=== RAW DATA ===

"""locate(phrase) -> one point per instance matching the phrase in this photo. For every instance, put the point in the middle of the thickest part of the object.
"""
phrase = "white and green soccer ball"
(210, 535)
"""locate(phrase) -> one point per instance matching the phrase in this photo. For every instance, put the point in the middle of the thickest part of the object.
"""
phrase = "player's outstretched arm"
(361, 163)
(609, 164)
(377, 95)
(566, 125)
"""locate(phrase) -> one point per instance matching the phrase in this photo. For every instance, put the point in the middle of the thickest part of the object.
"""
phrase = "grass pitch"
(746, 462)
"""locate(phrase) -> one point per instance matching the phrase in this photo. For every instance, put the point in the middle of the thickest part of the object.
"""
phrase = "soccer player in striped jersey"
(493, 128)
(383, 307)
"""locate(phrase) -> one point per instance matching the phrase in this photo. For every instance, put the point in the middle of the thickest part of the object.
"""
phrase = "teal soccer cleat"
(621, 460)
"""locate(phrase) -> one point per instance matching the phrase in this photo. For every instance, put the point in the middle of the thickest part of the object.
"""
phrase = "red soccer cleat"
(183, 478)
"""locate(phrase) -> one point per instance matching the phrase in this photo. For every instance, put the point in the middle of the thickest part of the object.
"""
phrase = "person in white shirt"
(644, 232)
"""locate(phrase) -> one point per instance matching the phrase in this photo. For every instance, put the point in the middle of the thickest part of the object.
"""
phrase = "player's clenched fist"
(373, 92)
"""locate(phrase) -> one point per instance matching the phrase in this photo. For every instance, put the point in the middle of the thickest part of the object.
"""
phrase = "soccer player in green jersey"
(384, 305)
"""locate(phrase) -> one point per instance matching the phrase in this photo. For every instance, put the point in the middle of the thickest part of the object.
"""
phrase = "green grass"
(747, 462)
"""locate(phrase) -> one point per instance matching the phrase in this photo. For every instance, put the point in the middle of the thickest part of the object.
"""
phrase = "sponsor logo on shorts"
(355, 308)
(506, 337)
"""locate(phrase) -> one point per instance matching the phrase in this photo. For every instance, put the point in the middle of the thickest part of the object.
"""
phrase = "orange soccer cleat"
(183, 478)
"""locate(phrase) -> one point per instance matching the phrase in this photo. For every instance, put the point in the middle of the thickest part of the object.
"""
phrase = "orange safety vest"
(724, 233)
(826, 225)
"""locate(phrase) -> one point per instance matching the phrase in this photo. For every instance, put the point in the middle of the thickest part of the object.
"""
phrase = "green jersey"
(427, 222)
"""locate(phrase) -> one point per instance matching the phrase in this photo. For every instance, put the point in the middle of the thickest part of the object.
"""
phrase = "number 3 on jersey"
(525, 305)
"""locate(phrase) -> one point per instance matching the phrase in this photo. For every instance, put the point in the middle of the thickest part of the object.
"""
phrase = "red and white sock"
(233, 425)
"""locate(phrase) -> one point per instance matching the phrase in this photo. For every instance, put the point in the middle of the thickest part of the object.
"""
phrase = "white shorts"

===

• **PROBLEM STATEMENT**:
Word for word, give back the data shown above.

• **RESPONSE TO THE EXERCISE**:
"""locate(phrase) -> one point per instance matching the phrase in this photo. For every instance, put the point in the middle of the thickest part of the object.
"""
phrase = "white and green soccer ball"
(210, 535)
"""locate(phrase) -> one point per instance matching the phrase in this photo. For every instance, put the point in the middle of the thickest part of the object.
"""
phrase = "player's outstretched arm"
(361, 163)
(609, 164)
(377, 95)
(566, 125)
"""locate(phrase) -> one point per instance matching the phrase in this photo. For every instance, put the point in the middle of the thickest part of the object.
"""
phrase = "grass pitch"
(746, 462)
"""locate(phrase) -> one point per instance matching the phrase in this photo. For every instance, put the point in the middle of the thickest part of the object.
"""
phrase = "soccer player in striped jersey"
(493, 128)
(383, 307)
"""locate(phrase) -> one point per instance matching the phrase in this photo. For every instance, put the point in the middle of the thickest part of the object.
"""
phrase = "teal soccer cleat"
(621, 460)
"""locate(phrase) -> one point per instance matching the phrase in this photo. For every instance, put the point in the middle of the thickest part of the object.
"""
phrase = "red soccer cleat"
(183, 478)
"""locate(phrase) -> one point per instance matching the phrase in this photo. For every instance, put the point in the middle of the thickest part of the object.
"""
phrase = "person in white shirt"
(644, 232)
"""locate(phrase) -> one point per instance matching the phrase in this photo. For every instance, put the point in the middle of the thickest part of the object.
"""
phrase = "player's clenched fist"
(373, 92)
"""locate(phrase) -> one point per instance matching the phrase in this photo. For every instance, put the point in the middle of the thickest part of the object.
"""
phrase = "soccer player in green jersey"
(384, 305)
"""locate(phrase) -> one point per instance matching the phrase in this photo. For every instance, put the point in the middle of the thickest part of the object.
"""
phrase = "green grass"
(747, 462)
"""locate(phrase) -> one point per instance matching the phrase in this photo. For every instance, put the point in the middle of the thickest part of the object.
"""
phrase = "sponsor logo on shorts"
(355, 308)
(506, 337)
"""locate(phrase) -> one point per instance matching the phrase in this photo. For every instance, put the point in the middle of the thickest part of the object.
"""
phrase = "orange soccer cleat"
(183, 478)
"""locate(phrase) -> one point per instance matching the phrase in this photo. For every instance, put the point in the middle of the thickest part of the object.
"""
phrase = "orange safety vest"
(724, 233)
(826, 225)
"""locate(phrase) -> one point per instance matching the phrase in this photo. For every instance, put the point in the middle of the thickest part of the object.
"""
phrase = "green jersey"
(427, 222)
"""locate(phrase) -> one point per instance matching the phrase in this photo. For every instance, put the point in the middle of the thickest part of the object.
"""
phrase = "number 3 on jersey"
(525, 305)
"""locate(phrase) -> one point per instance matching the phrase in this photo. For every instance, put the point in the middle of the thickest part of the object.
"""
phrase = "red and white sock"
(233, 425)
"""locate(phrase) -> one point per instance matching the phrase in this photo. For every instance, put the point in the middle of the thickest part of the object.
"""
phrase = "white shorts"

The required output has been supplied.